Action item => Omit the images and retype the records verbatim.

(Dataset entries)
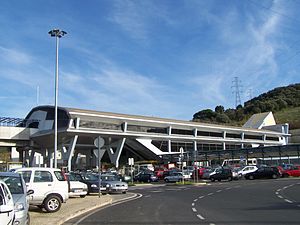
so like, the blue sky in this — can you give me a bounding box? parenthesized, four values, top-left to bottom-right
(0, 0, 299, 120)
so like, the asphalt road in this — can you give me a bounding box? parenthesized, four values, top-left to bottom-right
(65, 178, 300, 225)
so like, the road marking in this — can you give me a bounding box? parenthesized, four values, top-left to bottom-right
(209, 223, 216, 225)
(199, 196, 204, 199)
(197, 214, 205, 220)
(275, 192, 279, 195)
(207, 193, 213, 196)
(216, 190, 222, 193)
(192, 207, 197, 212)
(284, 199, 293, 203)
(192, 203, 195, 206)
(278, 195, 283, 199)
(277, 189, 281, 192)
(194, 198, 198, 202)
(226, 187, 231, 190)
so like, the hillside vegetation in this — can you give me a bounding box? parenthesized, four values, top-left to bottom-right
(192, 83, 300, 129)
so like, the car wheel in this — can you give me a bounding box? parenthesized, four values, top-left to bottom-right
(165, 179, 169, 183)
(80, 195, 86, 198)
(272, 174, 278, 179)
(249, 175, 254, 180)
(44, 195, 62, 213)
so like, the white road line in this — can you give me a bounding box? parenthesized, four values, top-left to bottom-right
(199, 196, 204, 199)
(226, 187, 231, 190)
(197, 214, 205, 220)
(192, 207, 197, 212)
(216, 190, 222, 193)
(192, 203, 195, 206)
(284, 199, 293, 203)
(207, 193, 213, 196)
(209, 223, 216, 225)
(277, 189, 282, 192)
(278, 195, 283, 199)
(194, 198, 198, 202)
(275, 192, 279, 195)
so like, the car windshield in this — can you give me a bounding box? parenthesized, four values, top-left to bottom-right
(0, 176, 24, 194)
(82, 173, 98, 181)
(101, 175, 119, 181)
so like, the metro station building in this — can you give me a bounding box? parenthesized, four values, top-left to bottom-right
(0, 106, 292, 171)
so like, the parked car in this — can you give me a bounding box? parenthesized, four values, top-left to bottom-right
(238, 166, 258, 178)
(134, 171, 158, 183)
(15, 167, 69, 213)
(232, 167, 241, 180)
(209, 167, 233, 182)
(201, 168, 214, 179)
(70, 172, 106, 194)
(65, 173, 88, 198)
(164, 172, 184, 183)
(0, 172, 33, 225)
(193, 167, 211, 179)
(280, 165, 300, 177)
(100, 174, 128, 194)
(244, 166, 280, 180)
(0, 180, 15, 225)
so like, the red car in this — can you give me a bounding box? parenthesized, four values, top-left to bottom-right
(281, 165, 300, 177)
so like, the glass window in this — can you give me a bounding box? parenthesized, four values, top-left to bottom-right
(19, 171, 31, 183)
(34, 171, 53, 182)
(0, 176, 24, 194)
(54, 171, 65, 181)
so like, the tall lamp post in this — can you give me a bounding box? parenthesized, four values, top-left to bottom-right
(48, 29, 67, 168)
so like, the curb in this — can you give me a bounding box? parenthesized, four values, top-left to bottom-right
(58, 193, 138, 225)
(58, 198, 113, 225)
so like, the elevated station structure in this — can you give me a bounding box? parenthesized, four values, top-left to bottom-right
(0, 106, 290, 170)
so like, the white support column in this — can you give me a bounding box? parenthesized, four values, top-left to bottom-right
(193, 141, 197, 151)
(194, 128, 197, 137)
(67, 135, 78, 172)
(106, 138, 126, 168)
(28, 149, 35, 167)
(123, 122, 128, 132)
(222, 131, 226, 150)
(75, 118, 80, 129)
(168, 140, 172, 153)
(241, 133, 245, 148)
(168, 126, 172, 135)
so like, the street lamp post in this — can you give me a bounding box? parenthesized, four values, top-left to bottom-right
(49, 29, 67, 168)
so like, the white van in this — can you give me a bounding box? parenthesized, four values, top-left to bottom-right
(15, 167, 69, 213)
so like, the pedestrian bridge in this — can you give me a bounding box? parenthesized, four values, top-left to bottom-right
(0, 106, 290, 170)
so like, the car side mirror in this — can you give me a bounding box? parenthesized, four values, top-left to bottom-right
(27, 189, 34, 195)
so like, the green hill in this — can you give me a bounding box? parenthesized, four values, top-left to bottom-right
(192, 83, 300, 129)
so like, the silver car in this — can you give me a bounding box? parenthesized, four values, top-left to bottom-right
(101, 174, 128, 194)
(164, 172, 184, 183)
(0, 172, 33, 225)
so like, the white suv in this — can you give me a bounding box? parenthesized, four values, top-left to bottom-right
(15, 167, 69, 213)
(238, 166, 258, 178)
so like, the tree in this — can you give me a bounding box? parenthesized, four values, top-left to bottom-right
(215, 105, 225, 114)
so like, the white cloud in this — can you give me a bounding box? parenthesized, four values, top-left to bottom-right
(0, 46, 32, 65)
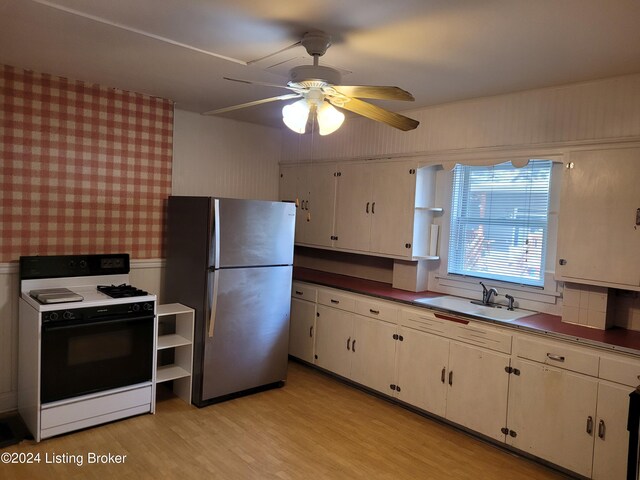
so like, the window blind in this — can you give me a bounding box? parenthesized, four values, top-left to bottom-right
(448, 160, 552, 287)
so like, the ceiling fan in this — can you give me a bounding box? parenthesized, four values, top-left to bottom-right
(203, 31, 420, 135)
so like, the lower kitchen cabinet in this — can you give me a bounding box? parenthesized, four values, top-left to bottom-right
(315, 305, 353, 378)
(395, 326, 449, 416)
(445, 342, 510, 442)
(506, 358, 599, 478)
(350, 314, 397, 394)
(289, 297, 317, 363)
(315, 303, 397, 395)
(592, 381, 632, 480)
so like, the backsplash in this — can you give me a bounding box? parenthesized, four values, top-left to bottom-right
(0, 64, 173, 262)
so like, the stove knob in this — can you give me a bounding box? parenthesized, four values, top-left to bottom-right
(48, 312, 59, 321)
(132, 304, 141, 312)
(143, 303, 153, 311)
(79, 260, 87, 269)
(63, 311, 74, 320)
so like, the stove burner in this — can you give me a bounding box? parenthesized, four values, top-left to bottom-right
(97, 283, 149, 299)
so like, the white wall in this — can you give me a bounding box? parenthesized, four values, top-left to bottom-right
(281, 74, 640, 162)
(172, 109, 282, 200)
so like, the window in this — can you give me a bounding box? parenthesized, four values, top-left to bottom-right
(447, 160, 553, 287)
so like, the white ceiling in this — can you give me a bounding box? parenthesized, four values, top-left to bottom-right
(2, 0, 640, 129)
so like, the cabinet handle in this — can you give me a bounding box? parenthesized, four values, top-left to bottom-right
(372, 202, 375, 214)
(586, 416, 594, 435)
(598, 419, 605, 439)
(366, 202, 370, 213)
(295, 290, 303, 296)
(347, 337, 351, 351)
(369, 309, 380, 315)
(330, 299, 340, 304)
(441, 367, 446, 384)
(352, 339, 356, 352)
(448, 371, 453, 386)
(546, 353, 565, 362)
(309, 326, 313, 338)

Problem solution =>
so like, the blue sky in this — can you give me a bounding box? parenthesized, four values, top-left to bottom-right
(0, 0, 299, 120)
so like, the asphalt road in this — can you give me a bounding box? parenthesized, four values, top-left to bottom-right
(65, 178, 300, 225)
so like, the road marking in this — can you give me a bounding box? parenthesized, four values, top-left to bottom-right
(209, 223, 216, 225)
(199, 196, 204, 199)
(197, 214, 205, 220)
(275, 192, 279, 195)
(207, 193, 213, 196)
(216, 190, 222, 193)
(192, 207, 197, 212)
(284, 199, 293, 203)
(192, 203, 195, 206)
(278, 195, 283, 199)
(277, 189, 281, 192)
(194, 198, 198, 202)
(226, 187, 231, 190)
so like, the hillside vegetation in this — can you give me a bounding box? parenthesized, four values, top-left to bottom-right
(192, 83, 300, 129)
so like, the car wheel in this — can you give me a bounding box? parenthesized, four values, top-left to bottom-right
(165, 179, 169, 183)
(80, 195, 86, 198)
(272, 174, 278, 179)
(249, 175, 254, 180)
(44, 195, 62, 213)
so like, the white road line in this — can you give me a bounding box? parenthesized, four values, top-left to bottom-right
(199, 196, 204, 199)
(226, 187, 231, 190)
(197, 214, 205, 220)
(192, 207, 197, 212)
(216, 190, 222, 193)
(192, 203, 195, 206)
(284, 199, 293, 203)
(207, 193, 213, 196)
(209, 223, 216, 225)
(277, 189, 282, 192)
(278, 195, 283, 199)
(194, 198, 198, 202)
(275, 192, 279, 195)
so like, the car windshield in this — can you give me a bounding box? parenthesized, four values, top-left to bottom-right
(0, 176, 24, 194)
(82, 173, 98, 181)
(101, 175, 119, 181)
so like, the metro station building in this — can you give me a bounding box? parenthesized, four values, top-left to bottom-right
(0, 106, 292, 171)
so like, the parked car in this — can you give me a bounding box? parenthesized, four values, top-left to bottom-right
(238, 166, 258, 178)
(134, 171, 158, 183)
(15, 167, 69, 213)
(232, 167, 241, 180)
(209, 167, 233, 182)
(201, 168, 214, 179)
(70, 172, 106, 194)
(65, 173, 88, 198)
(164, 172, 184, 183)
(0, 172, 33, 225)
(193, 167, 211, 179)
(280, 165, 300, 177)
(100, 174, 128, 194)
(244, 166, 280, 180)
(0, 180, 15, 225)
so like, the red car in this — can you give me a bounding box? parenthesized, four values, top-left to bottom-right
(281, 165, 300, 177)
so like, the glass window in this — can you give me a bounding box? parenthesized, four values, top-left to bottom-right
(19, 171, 31, 183)
(34, 171, 53, 182)
(0, 176, 24, 194)
(54, 171, 65, 181)
so like, the tall lamp post in this — can you give me a bounding box? parenthesized, four values, top-left to bottom-right
(48, 29, 67, 168)
so like, the curb in this — can you give me a bounding box? parenthesized, four values, top-left to bottom-right
(58, 193, 138, 225)
(58, 198, 113, 225)
so like, the elevated station structure in this — can you give me a bounding box? parenthesized, four values, top-left to bottom-right
(0, 106, 290, 170)
so like, the white support column in this — can you give me a bounding box? parenthesized, four values, top-left to bottom-right
(193, 141, 197, 151)
(194, 128, 197, 137)
(67, 135, 78, 172)
(106, 138, 126, 168)
(28, 149, 35, 167)
(123, 122, 128, 132)
(222, 131, 226, 150)
(75, 118, 80, 129)
(168, 140, 172, 153)
(241, 133, 245, 148)
(168, 126, 172, 135)
so like, the street lamp post in this — can you give me a bounding box? parenthesized, four values, top-left to bottom-right
(49, 29, 67, 168)
so like, the white van in this — can you give me a bounding box? parenthesized, four values, top-left to bottom-right
(15, 167, 69, 213)
so like, the pedestrian bridge in this — can you give me a bounding box? parenthesized, four values, top-left to bottom-right
(0, 106, 290, 170)
so like, the car side mirror in this — can you give me a bounding box? parenthesized, four values, top-left to bottom-right
(27, 189, 34, 195)
so like, the green hill in this — can you give me a bounding box? parenthesized, four values, top-left to bottom-right
(192, 83, 300, 129)
so like, the silver car in this — can you give me a bounding box? parenthesized, four values, top-left to bottom-right
(101, 174, 128, 194)
(164, 172, 184, 183)
(0, 172, 33, 225)
so like, the white suv in this — can you give me a bounding box? parenthesized, four values, top-left to bottom-right
(15, 167, 69, 213)
(238, 166, 258, 178)
so like, the tree in this — can you give me a bounding box? parenthesized, four values, top-left to bottom-right
(215, 105, 225, 114)
so like, the white cloud in this — can you give me a bounding box? parenthesized, four values, top-left to bottom-right
(0, 46, 32, 65)
so like, the window blind in this — can you give me a bounding box? parenthesized, four values, top-left to bottom-right
(448, 160, 552, 287)
so like, the ceiling fan in this — can you give me a bounding box? parenthesized, four values, top-left to bottom-right
(203, 31, 420, 135)
so like, the lower kitchen cabinet in this — can you give me a bounding box? parenthesized, four values, top-left to bottom-right
(315, 305, 353, 378)
(395, 326, 449, 416)
(445, 342, 510, 442)
(506, 358, 599, 478)
(350, 314, 397, 394)
(289, 297, 317, 363)
(315, 303, 397, 395)
(592, 381, 632, 480)
so like, the backsplash in this — can you give me a bounding box? parenthesized, four values, top-left to bottom-right
(0, 64, 173, 262)
so like, the stove knob in this — can you give me a bounding box? parenthesized, four values, top-left to bottom-right
(48, 312, 59, 321)
(132, 304, 141, 312)
(143, 303, 153, 311)
(79, 260, 87, 269)
(63, 311, 74, 320)
so like, the stove burner in this — can you give me a bounding box? parenthesized, four values, top-left to bottom-right
(97, 283, 149, 299)
so like, the white wall in this — can you give me a bounding box? parenthesized, four values, top-left to bottom-right
(281, 74, 640, 162)
(172, 109, 282, 200)
so like, the window in this — can you give me a bounding box? parenthesized, four values, top-left to bottom-right
(447, 160, 553, 287)
so like, the white ceiling in this — can you give me a bounding box? parenthesized, four values, top-left to bottom-right
(2, 0, 640, 129)
so like, the cabinet handle in this — can you give me a bounding box? parenthesized, four values, top-left to bottom-right
(372, 202, 375, 214)
(586, 416, 594, 435)
(598, 419, 605, 439)
(366, 202, 370, 213)
(295, 290, 303, 296)
(347, 337, 351, 351)
(369, 309, 380, 315)
(330, 299, 340, 304)
(441, 367, 446, 384)
(352, 339, 356, 352)
(448, 371, 453, 386)
(546, 353, 565, 362)
(309, 326, 313, 338)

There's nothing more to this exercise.